- PROBLEM STATEMENT -
Below are some records. Repeat exactly the lines from the one containing "Practice: locate the white truck" through the final line.

- Saved entries -
+++++
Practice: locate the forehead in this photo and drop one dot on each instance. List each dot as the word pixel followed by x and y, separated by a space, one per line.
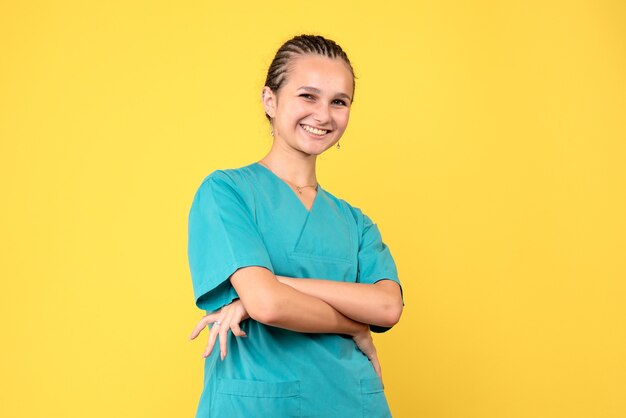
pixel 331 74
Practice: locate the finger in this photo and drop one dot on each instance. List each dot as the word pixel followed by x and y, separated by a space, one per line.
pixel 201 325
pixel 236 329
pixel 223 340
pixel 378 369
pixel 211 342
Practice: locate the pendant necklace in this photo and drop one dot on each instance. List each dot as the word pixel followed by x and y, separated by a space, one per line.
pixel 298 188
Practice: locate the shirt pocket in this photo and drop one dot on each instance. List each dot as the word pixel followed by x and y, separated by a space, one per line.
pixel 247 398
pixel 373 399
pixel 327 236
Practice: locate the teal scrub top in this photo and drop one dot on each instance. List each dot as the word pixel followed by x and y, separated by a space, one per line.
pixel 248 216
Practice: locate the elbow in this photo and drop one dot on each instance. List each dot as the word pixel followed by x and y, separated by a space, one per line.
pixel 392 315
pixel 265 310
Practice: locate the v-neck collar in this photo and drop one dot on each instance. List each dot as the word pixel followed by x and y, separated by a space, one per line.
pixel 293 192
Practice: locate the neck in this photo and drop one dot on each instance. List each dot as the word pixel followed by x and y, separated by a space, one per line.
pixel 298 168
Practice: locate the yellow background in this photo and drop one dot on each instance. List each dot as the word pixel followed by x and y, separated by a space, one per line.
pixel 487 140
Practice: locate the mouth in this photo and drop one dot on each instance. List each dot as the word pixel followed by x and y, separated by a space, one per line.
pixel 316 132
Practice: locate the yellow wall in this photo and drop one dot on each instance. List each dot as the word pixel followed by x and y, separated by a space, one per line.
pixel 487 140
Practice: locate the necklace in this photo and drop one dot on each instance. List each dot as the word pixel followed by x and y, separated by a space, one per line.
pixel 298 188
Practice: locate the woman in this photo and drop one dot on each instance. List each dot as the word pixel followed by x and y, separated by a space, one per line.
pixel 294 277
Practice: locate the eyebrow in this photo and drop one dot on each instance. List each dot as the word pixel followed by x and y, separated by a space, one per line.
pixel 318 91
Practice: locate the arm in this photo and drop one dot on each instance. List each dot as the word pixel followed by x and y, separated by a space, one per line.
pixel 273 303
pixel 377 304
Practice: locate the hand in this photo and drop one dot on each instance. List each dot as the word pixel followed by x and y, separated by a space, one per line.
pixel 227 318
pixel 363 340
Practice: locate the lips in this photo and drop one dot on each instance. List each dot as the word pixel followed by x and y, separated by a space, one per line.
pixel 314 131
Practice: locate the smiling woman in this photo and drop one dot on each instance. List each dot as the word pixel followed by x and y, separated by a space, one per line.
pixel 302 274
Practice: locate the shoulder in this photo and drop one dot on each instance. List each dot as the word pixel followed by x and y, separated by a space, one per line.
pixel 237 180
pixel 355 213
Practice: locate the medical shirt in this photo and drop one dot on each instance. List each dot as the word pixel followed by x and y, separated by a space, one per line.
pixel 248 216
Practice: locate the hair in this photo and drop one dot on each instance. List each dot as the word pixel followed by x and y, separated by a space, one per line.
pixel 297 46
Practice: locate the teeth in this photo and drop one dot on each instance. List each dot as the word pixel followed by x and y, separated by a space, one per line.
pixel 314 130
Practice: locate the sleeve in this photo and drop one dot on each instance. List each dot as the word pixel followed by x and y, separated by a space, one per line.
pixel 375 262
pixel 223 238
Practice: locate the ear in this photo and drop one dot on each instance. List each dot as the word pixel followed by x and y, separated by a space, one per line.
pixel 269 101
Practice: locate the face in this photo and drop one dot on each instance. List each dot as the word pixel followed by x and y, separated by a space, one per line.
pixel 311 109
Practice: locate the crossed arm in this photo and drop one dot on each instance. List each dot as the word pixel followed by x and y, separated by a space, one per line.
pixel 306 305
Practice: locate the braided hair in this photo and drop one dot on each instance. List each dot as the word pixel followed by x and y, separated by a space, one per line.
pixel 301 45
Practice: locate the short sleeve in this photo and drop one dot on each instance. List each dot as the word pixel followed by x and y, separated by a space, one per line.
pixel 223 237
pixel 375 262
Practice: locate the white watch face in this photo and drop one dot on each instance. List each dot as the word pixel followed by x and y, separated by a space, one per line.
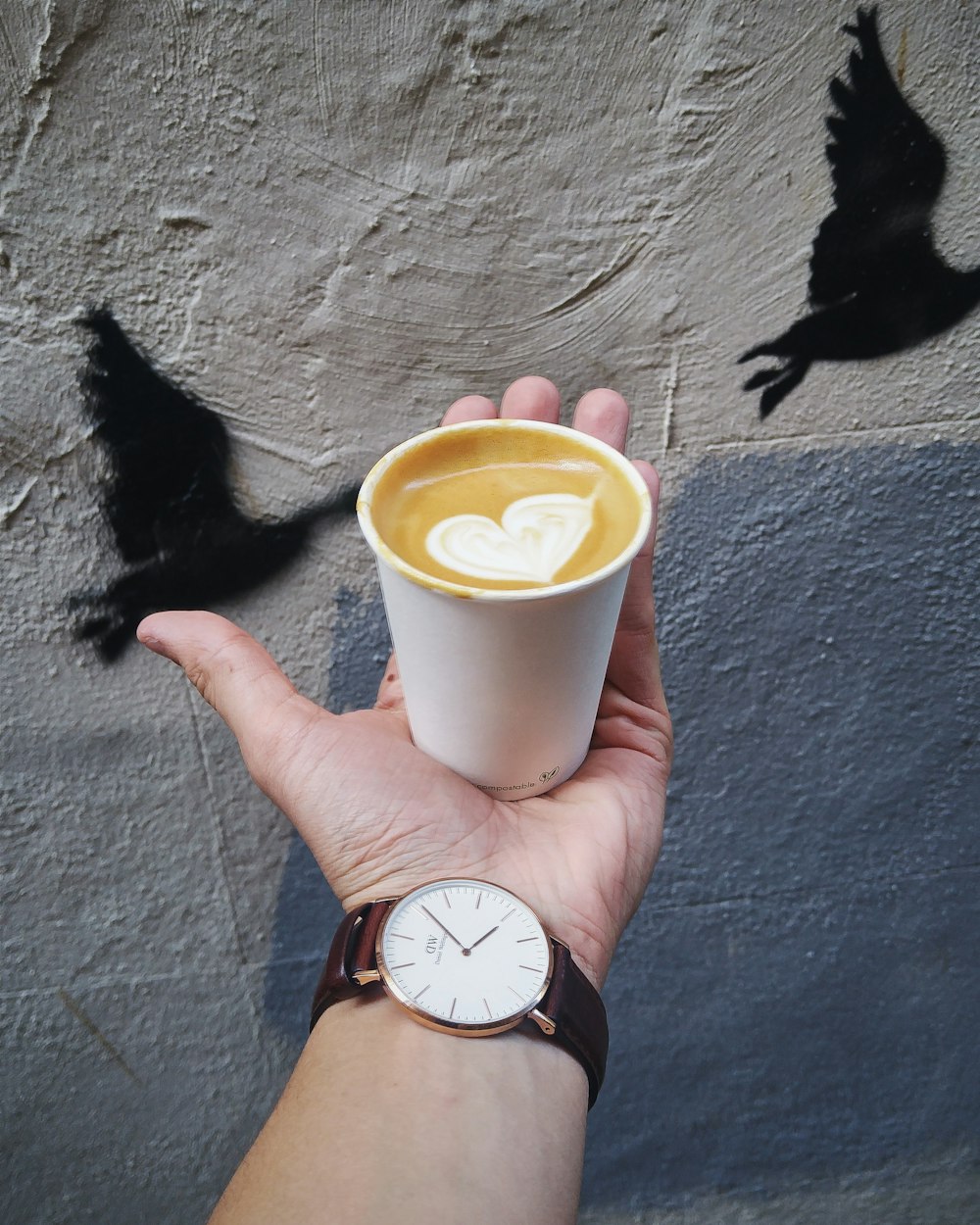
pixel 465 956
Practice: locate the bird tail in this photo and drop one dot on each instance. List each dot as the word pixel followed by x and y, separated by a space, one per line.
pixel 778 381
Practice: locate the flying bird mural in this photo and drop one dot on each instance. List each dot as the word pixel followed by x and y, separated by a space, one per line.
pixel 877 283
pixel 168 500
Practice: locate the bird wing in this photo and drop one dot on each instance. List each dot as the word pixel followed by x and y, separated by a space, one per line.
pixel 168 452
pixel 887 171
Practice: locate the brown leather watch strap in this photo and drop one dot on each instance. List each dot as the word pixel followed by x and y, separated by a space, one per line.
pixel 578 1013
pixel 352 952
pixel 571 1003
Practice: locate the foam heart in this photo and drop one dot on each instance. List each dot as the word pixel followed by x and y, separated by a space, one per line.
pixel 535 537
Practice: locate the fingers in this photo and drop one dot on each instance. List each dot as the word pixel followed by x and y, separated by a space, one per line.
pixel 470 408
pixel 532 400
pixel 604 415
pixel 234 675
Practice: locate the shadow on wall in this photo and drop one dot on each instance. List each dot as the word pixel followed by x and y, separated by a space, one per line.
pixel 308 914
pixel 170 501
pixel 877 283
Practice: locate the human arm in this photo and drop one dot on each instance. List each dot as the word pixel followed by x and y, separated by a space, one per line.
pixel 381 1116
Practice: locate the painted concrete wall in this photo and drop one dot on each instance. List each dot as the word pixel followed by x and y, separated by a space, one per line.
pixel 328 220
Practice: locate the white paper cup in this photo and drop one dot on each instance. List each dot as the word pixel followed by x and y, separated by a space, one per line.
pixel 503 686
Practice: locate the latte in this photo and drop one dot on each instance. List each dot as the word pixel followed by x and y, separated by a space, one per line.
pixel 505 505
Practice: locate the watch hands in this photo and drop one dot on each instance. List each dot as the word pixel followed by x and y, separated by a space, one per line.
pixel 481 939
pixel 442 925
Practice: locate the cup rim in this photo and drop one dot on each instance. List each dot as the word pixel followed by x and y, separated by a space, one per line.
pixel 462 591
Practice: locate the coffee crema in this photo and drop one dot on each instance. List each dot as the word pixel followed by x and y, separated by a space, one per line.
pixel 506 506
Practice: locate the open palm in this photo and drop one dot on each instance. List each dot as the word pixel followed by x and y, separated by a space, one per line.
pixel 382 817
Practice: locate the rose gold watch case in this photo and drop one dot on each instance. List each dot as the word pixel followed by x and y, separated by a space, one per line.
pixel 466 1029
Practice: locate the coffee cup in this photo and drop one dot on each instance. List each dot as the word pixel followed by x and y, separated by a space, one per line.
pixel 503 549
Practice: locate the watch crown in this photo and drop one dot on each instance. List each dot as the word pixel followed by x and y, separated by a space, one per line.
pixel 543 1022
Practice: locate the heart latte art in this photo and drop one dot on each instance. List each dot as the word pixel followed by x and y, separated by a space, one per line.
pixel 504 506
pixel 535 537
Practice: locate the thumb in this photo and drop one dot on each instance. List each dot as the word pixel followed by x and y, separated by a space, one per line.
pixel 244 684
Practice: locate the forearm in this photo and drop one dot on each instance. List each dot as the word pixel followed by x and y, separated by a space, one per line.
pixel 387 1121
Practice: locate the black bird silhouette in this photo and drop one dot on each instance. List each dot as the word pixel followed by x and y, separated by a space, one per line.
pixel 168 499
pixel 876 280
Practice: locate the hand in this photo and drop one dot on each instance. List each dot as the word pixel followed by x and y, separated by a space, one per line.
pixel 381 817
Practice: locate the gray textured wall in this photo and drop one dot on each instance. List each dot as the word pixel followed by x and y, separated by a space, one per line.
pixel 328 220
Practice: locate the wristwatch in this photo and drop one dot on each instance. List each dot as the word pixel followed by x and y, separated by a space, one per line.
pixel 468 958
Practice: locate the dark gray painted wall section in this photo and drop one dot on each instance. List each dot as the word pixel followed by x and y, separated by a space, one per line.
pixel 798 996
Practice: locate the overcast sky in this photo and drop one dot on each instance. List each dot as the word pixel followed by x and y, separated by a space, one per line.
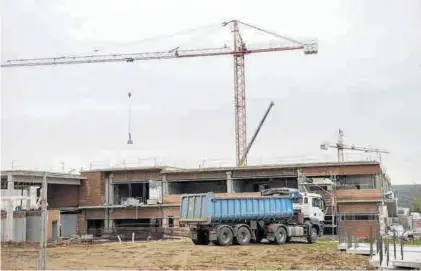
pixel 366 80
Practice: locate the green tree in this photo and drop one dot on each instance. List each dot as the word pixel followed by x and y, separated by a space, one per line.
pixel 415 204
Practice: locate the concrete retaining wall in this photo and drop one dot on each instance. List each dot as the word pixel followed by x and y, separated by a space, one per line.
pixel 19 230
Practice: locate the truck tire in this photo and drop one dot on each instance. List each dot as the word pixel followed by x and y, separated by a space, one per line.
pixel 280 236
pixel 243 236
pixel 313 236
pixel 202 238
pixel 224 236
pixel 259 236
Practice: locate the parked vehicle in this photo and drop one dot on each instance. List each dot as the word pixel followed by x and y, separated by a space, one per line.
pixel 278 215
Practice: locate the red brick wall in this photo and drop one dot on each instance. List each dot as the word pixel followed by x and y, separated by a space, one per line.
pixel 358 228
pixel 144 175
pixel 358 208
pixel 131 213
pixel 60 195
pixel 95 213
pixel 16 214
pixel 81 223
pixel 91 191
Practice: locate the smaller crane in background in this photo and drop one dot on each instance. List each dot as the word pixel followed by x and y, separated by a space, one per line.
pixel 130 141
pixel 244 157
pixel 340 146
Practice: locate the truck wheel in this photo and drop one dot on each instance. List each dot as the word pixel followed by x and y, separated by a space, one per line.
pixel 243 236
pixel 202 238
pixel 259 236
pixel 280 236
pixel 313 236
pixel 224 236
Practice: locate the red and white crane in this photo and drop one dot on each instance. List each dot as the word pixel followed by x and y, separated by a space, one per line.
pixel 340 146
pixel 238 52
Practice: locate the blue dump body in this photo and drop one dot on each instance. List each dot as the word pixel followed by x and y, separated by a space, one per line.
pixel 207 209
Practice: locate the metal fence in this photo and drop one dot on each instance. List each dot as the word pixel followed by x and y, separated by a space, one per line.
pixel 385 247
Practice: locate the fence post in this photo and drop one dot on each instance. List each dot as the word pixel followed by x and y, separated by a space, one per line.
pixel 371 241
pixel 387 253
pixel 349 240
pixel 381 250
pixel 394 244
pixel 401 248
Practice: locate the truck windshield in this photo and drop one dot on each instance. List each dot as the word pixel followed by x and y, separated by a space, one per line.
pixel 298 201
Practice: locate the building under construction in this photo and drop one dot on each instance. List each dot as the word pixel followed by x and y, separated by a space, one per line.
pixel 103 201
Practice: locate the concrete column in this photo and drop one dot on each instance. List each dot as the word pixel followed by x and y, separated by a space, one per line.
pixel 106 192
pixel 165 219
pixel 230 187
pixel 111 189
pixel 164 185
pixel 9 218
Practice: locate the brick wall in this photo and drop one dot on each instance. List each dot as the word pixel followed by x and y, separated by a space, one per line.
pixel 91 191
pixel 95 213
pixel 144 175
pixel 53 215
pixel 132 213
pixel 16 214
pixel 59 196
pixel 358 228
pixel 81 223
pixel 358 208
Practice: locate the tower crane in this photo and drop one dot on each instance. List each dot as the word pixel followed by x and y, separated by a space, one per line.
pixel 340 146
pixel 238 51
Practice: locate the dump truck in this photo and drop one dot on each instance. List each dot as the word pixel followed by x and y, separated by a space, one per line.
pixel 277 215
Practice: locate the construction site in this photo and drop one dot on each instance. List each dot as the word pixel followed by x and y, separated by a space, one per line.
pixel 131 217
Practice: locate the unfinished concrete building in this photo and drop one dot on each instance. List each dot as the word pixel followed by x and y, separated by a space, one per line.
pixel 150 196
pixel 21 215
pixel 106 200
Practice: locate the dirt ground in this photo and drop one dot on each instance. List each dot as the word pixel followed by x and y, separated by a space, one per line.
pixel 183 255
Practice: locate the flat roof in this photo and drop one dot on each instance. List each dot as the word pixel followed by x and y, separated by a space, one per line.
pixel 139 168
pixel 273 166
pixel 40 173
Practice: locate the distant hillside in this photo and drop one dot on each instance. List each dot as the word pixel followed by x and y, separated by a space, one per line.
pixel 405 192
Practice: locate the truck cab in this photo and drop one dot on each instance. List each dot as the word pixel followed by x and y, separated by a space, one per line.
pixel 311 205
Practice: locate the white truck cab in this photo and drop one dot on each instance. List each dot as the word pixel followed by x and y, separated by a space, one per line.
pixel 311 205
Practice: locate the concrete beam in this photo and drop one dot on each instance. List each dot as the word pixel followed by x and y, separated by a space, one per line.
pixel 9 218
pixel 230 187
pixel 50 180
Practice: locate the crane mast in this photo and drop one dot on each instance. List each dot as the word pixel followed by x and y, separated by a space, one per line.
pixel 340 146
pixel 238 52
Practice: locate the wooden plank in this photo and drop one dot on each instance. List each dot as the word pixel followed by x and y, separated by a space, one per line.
+++++
- THE ANSWER -
Practice: locate the white truck cab in this photo and drop one dot on each instance. List each dot as the word pixel followed by x and y, separated by a space, one per line.
pixel 311 205
Practice: locate the concrete beam in this photo and drop one dot on each instance. List each dot as the word pixel followed by x and y, separated by a space, one per line.
pixel 9 218
pixel 230 187
pixel 50 180
Practice: locate the crane mast in this photo and drop one dot on each instance. List each dot as the word pixel followed by x and y, separated by a space, one per line.
pixel 340 146
pixel 238 52
Practice: locate the wooden plank in this photo and drop one dot on each instance. List each dot as the word pixel followed by x and y, separated by a space, one per line.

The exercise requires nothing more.